TAREFA PEDIDA:
Cite, sem alterações, o trecho do excerto sobre a Hertz que começa em "E de onde vêm" e segue até "números mais sonantes.".

O capitalismo tem destas coisas. Afunda sem dó nem piedade com a mesma facilidade com que eleva ao Olimpo. A empresa de rent-a-car Hertz é um bom exemplo disso. A 22 de maio, declarou falência e quatro dias depois as ações estavam em mínimos históricos de 40 cêntimos (de dólar). A 8 de junho o valor das ações tinha disparado 1400% - estavam então a 6 dólares – e assim continuou.

E de onde vêm tantos investidores interessados numa empresa que declarou falência e que tem 19 mil milhões de dólares de dívida sem ativos suficientes para a liquidar?
De uma plataforma chamada Robinhood (sim, é ironia) que levou 96 mil traders a comprar massivamente ações durante uma semana.

O que é a Robinhood? Basicamente é uma app para investir em bolsa para investidores não institucionais, muitos deles amadores ou curiosos que procuram ganhar dinheiro rápido com uma aposta certeira. Nos últimos tempos, empresas em processo de falência têm soado a estes investidores como uma boa oportunidade – a Hertz nem é a primeira, mas é a que teve números mais sonantes.

MATERIAL FORNECIDO:
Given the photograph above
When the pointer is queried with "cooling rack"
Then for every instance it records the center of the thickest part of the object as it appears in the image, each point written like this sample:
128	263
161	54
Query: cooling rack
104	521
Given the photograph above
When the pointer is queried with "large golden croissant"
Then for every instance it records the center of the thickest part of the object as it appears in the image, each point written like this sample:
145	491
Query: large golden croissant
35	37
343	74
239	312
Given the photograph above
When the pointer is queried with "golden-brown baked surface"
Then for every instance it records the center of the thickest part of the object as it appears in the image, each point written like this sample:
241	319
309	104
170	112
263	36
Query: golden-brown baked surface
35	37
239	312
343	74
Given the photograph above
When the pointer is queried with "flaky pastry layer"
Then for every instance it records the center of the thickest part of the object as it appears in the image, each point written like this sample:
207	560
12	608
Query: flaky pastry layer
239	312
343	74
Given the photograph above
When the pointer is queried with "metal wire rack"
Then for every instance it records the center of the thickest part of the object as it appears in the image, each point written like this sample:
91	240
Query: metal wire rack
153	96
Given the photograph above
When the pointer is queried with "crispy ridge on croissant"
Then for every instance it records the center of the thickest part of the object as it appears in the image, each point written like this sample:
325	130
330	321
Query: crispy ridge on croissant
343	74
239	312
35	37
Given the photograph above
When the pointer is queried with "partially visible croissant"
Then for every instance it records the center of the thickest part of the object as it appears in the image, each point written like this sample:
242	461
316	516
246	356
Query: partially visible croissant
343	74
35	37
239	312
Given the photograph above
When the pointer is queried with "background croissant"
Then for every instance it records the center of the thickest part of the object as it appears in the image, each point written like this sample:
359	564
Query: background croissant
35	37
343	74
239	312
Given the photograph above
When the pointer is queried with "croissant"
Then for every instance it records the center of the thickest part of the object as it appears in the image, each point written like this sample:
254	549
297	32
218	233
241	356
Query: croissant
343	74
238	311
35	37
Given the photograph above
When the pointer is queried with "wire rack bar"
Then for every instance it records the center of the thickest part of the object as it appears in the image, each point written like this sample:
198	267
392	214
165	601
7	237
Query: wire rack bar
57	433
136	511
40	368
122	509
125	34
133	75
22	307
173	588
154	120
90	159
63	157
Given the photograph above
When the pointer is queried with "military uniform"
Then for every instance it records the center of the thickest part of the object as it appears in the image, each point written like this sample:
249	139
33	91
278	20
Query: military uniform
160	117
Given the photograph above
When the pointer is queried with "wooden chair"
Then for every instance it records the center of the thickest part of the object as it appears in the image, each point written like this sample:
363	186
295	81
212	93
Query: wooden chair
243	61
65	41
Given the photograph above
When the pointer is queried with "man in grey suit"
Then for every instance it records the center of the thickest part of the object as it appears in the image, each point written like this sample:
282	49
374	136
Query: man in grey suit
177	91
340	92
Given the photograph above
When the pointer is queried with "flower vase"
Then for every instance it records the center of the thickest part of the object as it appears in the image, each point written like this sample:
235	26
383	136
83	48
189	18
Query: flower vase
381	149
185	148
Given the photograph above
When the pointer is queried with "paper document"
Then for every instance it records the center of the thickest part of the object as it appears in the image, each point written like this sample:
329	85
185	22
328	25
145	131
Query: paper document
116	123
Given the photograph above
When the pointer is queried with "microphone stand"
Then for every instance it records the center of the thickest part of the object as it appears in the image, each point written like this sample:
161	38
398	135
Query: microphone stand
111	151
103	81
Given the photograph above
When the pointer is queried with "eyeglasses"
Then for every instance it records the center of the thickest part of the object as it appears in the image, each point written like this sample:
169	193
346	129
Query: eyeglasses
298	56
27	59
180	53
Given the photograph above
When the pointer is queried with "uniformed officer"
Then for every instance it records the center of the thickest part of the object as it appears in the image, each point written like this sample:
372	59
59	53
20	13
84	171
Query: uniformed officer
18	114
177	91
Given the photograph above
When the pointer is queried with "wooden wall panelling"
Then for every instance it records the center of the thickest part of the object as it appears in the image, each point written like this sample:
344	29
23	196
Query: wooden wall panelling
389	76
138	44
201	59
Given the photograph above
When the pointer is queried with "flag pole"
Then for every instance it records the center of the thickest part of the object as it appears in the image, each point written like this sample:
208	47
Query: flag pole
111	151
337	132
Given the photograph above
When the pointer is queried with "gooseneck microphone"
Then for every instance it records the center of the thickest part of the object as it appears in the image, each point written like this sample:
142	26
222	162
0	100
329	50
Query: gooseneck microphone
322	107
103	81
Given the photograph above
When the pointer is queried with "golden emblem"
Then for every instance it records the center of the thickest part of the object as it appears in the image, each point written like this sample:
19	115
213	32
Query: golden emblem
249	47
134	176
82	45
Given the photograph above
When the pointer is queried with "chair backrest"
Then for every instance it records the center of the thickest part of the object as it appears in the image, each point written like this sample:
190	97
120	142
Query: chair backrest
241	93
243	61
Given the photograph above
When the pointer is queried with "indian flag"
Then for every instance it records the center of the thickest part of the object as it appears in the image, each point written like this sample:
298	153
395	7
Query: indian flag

RESPOSTA À TAREFA:
E de onde vêm tantos investidores interessados numa empresa que declarou falência e que tem 19 mil milhões de dólares de dívida sem ativos suficientes para a liquidar?
De uma plataforma chamada Robinhood (sim, é ironia) que levou 96 mil traders a comprar massivamente ações durante uma semana.

O que é a Robinhood? Basicamente é uma app para investir em bolsa para investidores não institucionais, muitos deles amadores ou curiosos que procuram ganhar dinheiro rápido com uma aposta certeira. Nos últimos tempos, empresas em processo de falência têm soado a estes investidores como uma boa oportunidade – a Hertz nem é a primeira, mas é a que teve números mais sonantes.